**DESCRIPTION OF THE TASK**
In the listing below, how many lines contain the word "queried"? Answer with the number alone.

[INFORMATION GIVEN Boundary: Start]

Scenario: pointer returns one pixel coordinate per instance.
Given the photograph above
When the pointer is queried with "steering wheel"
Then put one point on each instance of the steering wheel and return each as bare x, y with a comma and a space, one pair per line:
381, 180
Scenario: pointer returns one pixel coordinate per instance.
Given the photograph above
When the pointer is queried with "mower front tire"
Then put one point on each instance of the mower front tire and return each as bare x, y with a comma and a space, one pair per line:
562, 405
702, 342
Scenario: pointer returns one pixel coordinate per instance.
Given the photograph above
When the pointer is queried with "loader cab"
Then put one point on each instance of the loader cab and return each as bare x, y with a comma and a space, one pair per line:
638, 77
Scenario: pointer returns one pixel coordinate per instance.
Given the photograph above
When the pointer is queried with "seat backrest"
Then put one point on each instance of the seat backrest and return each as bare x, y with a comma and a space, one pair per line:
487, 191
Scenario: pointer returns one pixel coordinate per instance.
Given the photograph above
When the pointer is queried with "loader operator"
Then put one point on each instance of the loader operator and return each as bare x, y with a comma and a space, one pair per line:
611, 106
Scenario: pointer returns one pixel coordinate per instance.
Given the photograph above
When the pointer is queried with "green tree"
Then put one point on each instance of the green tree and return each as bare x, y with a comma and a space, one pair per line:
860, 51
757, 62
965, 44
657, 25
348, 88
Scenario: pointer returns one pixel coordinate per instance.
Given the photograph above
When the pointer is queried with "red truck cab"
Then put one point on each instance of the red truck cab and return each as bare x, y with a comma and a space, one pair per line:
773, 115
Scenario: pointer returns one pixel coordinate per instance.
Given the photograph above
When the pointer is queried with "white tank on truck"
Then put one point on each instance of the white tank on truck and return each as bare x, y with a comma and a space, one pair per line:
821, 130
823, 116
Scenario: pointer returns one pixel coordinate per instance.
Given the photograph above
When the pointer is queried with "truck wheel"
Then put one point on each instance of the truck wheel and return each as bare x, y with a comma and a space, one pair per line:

[INFORMATION GIVEN Boundary: End]

**EXERCISE OUTPUT**
9